**What is expected**:
Summarize the forum thread on foot faults in exactly two sentences.

**Extracted text**:
* * *

Tennusdude 11-17-2012 10:55 AM

Perfect Foot Fault Resolution
 
I just had a revelation. If you are playing an opponent who constantly and blatantly foot faults, I have the solution Anytime their serve hits the line, call it out. Since they are always stepping way over the line, you are actually being more than fair since you are only calling their serves out if they hit the line.
Wow I cant believe what a great idea this is.

boramiNYC 11-17-2012 11:12 AM

what if the opponent starts calling out your serves that hit the line in retaliation? such escalation has no end. get the official if the match matters, if not forget it and play ur game.

pvaudio 11-17-2012 11:27 AM

Unless you're playing doubles, you seriously need higher level opponents if you have time to notice they are foot faulting.

ATP100 11-17-2012 11:27 AM

Quote:

Originally Posted by pvaudio (Post 7021629)
Unless you're playing doubles, you seriously need higher level opponents if you have time to notice they are foot faulting.

LOL, I was thinking the same thing....

* * *

**Data**:
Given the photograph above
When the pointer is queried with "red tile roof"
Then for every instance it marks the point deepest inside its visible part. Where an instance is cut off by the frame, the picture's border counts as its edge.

* * *

**Output for this task**:
One poster proposes calling out every serve that hits the line when facing an opponent who constantly and blatantly foot faults, reasoning that this is more than fair because the opponent is always stepping well over the line. Another poster warns that the opponent could retaliate by calling out line serves in return and advises getting an official if the match matters, while a third remarks that anyone with time to notice foot faults outside of doubles needs higher-level opponents, a view a fourth poster shares.